◆ **TEXTAUSZUG**:

★ ★ ★ ★ ★

Steigende Zahl der Geschlechtsangleichungen in Deutschland
Einen Tag nach der ersten großen Operation postete Lilith am 19. Februar bei Facebook: "Ich kann dieses Gefühl nicht beschreiben. Ich fühle mich gerade wirklich wie Lilith." Und dann ist da dieser ganz große Augenblick. Als sie selber sehen darf, dass sie jetzt eine Frau ist. "Eine Ärztin hat mir einen Spiegel vorgehalten, und ich habe vor Freude nur noch geweint." Für Lilith bedeutet die Geschlechtsangleichung, endlich erreicht zu haben, was sie immer wollte. So empfindet sie es.
Die Kosten für eine Geschlechtsangleichung tragen die deutschen Krankenkassen. Jeder Einzelfall wird geprüft. Lillith ist eine von insgesamt 45 Transfrauen, die im ersten Halbjahr 2019 in der Essener Universitätsklinik operiert wurden. Die Nachfrage steige, teilt die Klinikleitung der DW mit. Im Jahr 2014 wurden 50 Frauen operiert, in den vergangenen beiden Jahren waren es bereits um die 80.
Bundesweit unterzogen sich im vergangenen Jahr mehr als 600 Männer einer geschlechtsangleichenden Operation, teilt das Bundesfamilienministerium der DW auf Anfrage mit. Umgekehrt ließen sich 2018 mehr als 1200 Frauen zum Mann operieren.
Körperliche und psychische Belastung
Es gibt Patientinnen und Patienten, die nach der Operation weiter mit ihrer Identität hadern. Doch Lilith würde alles jederzeit wieder genauso machen. Auch, wenn die ganze Prozedur auf dem Weg vom Mann zur Frau nicht einfach war: die täglichen Hormone, die Arztbesuche, die vorgeschriebenen psychiatrischen Begutachtungen, der bürokratische Marathon mit der Krankenkasse, bis die Behandlung schließlich genehmigt war, die extremen Schmerzen nach der ersten OP: "Es ist wie hunderte kleine Nadeln, die überall unter Strom stehen und zu Techno-Musik tanzen."
Über Wochen konnte Lilith weder richtig laufen noch sitzen. Und nicht einmal schmerzfrei liegen. An Schlaf sei kaum zu denken gewesen. Es kam auch zu einer Entzündung in ihrer neuen Scheide, und sie musste für eine Woche zurück ins Krankenhaus. "Irgendwann bist du einfach ganz schwach, nicht nur körperlich, sondern auch seelisch."
Und dann war da noch etwas: So sehr sie sich ihren neuen, weiblichen Körper immer gewünscht hatte - anfangs fühlte er sich trotzdem fremd an. Nicht wie ein Teil von ihr. "Ich konnte mich auch nicht berühren. Mein Gehirn war total durcheinander."

★ ★ ★ ★ ★

◆ **EXTRAHIERTE DATEN**:
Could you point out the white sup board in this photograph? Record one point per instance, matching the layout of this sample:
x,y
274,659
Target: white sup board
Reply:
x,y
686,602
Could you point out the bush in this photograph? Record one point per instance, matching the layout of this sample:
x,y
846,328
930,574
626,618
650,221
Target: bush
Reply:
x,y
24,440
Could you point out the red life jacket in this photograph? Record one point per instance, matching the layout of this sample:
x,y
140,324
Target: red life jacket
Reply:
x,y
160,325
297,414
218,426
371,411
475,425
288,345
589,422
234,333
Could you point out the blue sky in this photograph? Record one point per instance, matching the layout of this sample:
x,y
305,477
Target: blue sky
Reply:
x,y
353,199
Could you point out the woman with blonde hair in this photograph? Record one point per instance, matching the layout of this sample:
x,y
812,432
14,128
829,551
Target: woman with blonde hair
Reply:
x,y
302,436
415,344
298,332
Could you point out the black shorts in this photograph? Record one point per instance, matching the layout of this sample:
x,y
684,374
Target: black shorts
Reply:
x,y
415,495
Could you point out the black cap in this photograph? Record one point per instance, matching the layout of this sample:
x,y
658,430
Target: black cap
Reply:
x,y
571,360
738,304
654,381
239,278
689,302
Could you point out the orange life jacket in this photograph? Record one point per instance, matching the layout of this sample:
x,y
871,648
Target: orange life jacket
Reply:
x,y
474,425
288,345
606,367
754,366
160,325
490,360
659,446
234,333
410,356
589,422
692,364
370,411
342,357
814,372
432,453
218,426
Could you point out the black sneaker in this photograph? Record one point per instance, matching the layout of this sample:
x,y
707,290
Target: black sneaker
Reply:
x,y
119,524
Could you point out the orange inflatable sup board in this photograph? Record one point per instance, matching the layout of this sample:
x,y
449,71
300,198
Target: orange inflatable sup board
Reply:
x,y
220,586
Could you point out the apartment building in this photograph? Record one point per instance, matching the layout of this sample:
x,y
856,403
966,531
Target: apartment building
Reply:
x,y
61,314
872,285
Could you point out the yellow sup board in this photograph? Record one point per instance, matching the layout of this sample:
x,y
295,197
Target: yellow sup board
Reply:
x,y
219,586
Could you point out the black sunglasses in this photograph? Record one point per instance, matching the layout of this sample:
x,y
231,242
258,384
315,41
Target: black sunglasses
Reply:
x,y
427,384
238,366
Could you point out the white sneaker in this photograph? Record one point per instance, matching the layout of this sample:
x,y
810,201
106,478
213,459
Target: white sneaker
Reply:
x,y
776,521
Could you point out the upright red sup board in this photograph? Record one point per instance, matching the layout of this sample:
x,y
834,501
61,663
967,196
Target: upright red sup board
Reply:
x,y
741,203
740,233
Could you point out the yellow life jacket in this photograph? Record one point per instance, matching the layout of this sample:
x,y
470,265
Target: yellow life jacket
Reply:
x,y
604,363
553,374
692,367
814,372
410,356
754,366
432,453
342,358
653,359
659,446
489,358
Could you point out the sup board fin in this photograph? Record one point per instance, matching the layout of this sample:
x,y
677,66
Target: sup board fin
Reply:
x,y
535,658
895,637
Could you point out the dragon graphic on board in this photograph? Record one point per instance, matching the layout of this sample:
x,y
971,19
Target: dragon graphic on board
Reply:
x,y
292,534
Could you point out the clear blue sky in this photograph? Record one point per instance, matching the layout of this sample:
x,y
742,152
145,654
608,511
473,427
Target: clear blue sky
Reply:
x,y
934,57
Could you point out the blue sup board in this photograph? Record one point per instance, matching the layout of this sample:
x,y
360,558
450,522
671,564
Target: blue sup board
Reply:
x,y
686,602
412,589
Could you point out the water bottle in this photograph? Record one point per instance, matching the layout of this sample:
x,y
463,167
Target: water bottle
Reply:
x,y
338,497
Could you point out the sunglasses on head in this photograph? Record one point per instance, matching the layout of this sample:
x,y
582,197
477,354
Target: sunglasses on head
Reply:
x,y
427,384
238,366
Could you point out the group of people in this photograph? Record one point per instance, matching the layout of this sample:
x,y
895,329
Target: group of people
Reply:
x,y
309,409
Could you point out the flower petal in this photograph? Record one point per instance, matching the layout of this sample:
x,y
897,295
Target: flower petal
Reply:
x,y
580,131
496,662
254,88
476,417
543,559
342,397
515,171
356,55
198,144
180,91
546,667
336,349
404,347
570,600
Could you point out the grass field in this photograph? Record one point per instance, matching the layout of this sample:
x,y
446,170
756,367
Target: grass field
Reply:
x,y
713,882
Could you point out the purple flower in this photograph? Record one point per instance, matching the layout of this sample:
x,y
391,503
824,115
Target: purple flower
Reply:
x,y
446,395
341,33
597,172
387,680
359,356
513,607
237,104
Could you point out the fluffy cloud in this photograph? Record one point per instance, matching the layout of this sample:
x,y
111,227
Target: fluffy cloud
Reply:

★ ★ ★ ★ ★

◆ **ZU ERLEDIGENDE AUFGABEN**:
[A] Kannst du den Absatz im Textauszug, der mit „Die Kosten für eine Geschlechtsangleichung“ beginnt, als knappe Stichpunktliste wiedergeben, ohne seine wesentlichen Fakten zu verlieren?
[B] Wie geht der Textauszug nach dem Satz „Mein Gehirn war total durcheinander.“ weiter? Schreibe die Fortsetzung.

◆ **LÖSUNGEN DER AUFGABEN**:
[A]
- Die deutschen Krankenkassen tragen die Kosten einer Geschlechtsangleichung; jeder Einzelfall wird geprüft.
- Im ersten Halbjahr 2019 wurden an der Essener Universitätsklinik insgesamt 45 Transfrauen operiert.
- Laut Klinikleitung steigt die Nachfrage: 2014 wurden 50 Frauen operiert, in den vergangenen beiden Jahren waren es bereits um die 80.

[B]
Das Ende der Suche
Dann, nach ungefähr sechs Wochen, habe es auf einmal Klick gemacht. "Das Gehirn hat plötzlich versucht, die Körperteile zuzuordnen. Die alten Teile sind ja gewissermaßen alle neu verbaut worden." Tatsächlich formen die Mediziner bei einer geschlechtsangleichenden OP vom Mann zur Frau die sogenannte Neovagina aus der nach innen gestülpten Haut des Penis und aus dem ehemaligen Hodensack. Die Klitoris wird aus der Eichel gebildet, die Schamlippen aus der Vorhaut.
Bei Lilith läuft auch bei der zweiten, kosmetischen OP in Essen alles nach Plan. Sie arbeitet längst wieder und ist ganz zurück in ihrem Alltag, der doch ein anderer ist als früher. Lilith selbst sagt es so: "Früher waren meine Seele und mein Körper getrennt. Die Seele hat immer versucht, den richtigen Körper zu finden."
Eine Sehnsucht allerdings bleibt. Gern würde Lilith irgendwann wieder nach Pakistan reisen. In die Heimat. Sie vermisst ihre Familie, sagt sie. Ihr fehlen die Berge des Himalaya, sie möchte wieder ihre Muttersprache Punjabi auf der Straße hören und das Essen ihrer Kindheit schmecken. Aber als Transfrau und dazu noch als bekennende Atheistin sei das im Moment viel zu gefährlich: "Ein 'niederes Wesen' wie ich hat keine Möglichkeit, in der pakistanischen Gesellschaft zu leben."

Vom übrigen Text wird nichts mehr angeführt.